Data under study
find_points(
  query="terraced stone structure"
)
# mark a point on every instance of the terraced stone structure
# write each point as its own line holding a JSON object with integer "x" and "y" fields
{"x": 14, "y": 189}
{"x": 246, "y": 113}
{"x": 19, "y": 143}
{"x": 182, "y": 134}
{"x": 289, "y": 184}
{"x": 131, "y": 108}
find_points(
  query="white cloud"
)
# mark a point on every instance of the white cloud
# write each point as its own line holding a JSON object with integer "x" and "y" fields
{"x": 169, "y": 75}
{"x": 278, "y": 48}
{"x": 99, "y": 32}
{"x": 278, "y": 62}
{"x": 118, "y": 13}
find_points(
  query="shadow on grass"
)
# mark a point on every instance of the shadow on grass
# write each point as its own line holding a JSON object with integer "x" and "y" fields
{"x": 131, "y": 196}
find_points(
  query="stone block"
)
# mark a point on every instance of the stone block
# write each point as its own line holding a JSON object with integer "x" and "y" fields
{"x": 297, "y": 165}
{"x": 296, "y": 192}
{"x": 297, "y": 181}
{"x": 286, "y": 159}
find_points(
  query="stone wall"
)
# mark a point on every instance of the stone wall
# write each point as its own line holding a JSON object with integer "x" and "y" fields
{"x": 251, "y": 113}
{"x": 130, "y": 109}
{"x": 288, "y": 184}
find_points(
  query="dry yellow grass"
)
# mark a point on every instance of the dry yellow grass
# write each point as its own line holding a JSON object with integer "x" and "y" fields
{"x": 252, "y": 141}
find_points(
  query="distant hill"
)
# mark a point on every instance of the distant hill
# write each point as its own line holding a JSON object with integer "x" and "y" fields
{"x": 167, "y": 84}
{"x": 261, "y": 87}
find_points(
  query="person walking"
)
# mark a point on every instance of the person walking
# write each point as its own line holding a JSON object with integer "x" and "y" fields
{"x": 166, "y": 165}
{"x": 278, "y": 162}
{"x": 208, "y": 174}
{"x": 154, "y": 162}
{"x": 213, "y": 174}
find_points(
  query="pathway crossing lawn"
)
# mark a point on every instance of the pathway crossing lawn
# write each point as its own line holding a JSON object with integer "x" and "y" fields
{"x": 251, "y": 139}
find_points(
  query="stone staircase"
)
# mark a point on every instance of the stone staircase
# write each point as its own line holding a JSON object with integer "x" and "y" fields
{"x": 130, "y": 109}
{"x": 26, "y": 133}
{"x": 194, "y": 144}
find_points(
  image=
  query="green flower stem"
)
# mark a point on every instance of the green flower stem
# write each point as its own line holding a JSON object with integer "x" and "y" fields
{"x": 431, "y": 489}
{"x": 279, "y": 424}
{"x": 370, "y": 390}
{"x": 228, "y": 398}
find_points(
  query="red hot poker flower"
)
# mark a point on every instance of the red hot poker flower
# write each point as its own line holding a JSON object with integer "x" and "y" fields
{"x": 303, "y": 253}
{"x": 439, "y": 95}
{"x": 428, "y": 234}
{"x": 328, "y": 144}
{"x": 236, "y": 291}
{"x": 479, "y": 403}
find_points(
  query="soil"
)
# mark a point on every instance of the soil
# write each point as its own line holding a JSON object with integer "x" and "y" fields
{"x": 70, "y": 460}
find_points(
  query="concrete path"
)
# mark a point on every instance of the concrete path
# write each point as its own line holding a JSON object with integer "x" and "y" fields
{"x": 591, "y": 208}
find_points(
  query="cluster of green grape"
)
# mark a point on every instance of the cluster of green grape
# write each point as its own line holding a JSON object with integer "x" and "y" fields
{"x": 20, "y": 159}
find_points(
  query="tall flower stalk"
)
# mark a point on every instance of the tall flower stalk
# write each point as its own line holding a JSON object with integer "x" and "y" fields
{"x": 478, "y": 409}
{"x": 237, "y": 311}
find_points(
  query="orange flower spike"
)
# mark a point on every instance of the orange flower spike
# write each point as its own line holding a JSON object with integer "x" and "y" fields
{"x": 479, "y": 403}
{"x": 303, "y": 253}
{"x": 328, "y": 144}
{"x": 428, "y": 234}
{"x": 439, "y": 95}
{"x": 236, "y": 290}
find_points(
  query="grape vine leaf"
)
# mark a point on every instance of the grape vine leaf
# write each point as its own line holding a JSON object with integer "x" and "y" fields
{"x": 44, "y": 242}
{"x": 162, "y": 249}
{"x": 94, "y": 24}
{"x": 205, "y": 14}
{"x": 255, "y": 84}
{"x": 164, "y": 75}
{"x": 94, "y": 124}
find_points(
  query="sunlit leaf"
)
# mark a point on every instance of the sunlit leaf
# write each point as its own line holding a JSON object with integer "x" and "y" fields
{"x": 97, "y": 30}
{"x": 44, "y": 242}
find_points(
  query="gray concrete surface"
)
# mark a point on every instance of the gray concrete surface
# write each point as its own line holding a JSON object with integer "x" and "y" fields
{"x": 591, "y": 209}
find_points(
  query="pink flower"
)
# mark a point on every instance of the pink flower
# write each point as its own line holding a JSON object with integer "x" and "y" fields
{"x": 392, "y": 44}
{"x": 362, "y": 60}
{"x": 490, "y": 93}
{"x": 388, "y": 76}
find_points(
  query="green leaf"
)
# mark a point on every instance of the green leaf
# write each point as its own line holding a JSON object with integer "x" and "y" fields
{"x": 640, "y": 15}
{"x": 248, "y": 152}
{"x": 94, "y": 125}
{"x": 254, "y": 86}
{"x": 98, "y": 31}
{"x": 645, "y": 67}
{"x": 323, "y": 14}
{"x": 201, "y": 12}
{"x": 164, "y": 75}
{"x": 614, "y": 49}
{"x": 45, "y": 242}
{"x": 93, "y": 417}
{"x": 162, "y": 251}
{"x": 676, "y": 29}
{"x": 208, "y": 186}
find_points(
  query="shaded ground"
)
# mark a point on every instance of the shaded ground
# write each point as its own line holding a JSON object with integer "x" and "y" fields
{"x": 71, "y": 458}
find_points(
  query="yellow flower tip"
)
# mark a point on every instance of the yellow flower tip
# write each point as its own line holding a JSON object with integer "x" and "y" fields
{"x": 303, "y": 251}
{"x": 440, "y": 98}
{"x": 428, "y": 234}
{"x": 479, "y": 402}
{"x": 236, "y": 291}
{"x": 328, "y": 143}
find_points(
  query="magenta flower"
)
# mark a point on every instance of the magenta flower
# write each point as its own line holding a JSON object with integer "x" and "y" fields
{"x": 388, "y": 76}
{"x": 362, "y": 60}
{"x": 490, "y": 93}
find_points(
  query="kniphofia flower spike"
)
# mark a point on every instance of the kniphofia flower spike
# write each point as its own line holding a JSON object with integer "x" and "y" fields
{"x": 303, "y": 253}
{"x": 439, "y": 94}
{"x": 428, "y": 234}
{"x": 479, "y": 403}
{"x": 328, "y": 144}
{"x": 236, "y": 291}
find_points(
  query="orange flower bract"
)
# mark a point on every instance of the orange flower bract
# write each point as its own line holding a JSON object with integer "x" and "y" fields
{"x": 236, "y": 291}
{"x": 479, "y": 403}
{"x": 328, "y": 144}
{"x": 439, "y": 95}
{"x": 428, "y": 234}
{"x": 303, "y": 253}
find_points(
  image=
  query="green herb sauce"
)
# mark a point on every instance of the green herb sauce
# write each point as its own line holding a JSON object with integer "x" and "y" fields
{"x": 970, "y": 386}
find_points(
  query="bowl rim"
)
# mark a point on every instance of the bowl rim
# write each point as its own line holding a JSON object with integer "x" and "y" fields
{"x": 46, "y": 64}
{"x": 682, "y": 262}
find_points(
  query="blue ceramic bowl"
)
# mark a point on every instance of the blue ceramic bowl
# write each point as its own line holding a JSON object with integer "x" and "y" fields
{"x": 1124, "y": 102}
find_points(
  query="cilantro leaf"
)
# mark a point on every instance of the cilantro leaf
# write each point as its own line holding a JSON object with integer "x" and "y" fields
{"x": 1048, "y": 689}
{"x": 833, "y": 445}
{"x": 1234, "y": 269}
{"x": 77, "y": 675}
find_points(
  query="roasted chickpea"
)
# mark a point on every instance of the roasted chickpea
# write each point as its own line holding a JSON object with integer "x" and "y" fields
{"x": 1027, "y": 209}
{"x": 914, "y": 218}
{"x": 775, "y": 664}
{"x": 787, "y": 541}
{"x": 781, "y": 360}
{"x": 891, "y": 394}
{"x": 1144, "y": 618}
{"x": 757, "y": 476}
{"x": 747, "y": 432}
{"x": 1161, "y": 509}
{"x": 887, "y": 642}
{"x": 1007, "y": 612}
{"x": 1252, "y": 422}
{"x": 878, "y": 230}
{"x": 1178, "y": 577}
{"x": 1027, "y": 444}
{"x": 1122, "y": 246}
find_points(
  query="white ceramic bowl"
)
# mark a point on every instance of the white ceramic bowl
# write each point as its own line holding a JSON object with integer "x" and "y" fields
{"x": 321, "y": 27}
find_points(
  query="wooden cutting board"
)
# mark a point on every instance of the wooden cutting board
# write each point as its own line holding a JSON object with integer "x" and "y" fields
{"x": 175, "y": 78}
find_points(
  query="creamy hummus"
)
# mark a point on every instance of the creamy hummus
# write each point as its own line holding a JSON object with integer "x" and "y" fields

Task details
Please give the number of lines above that hold the word "shadow", and only that number.

Task result
2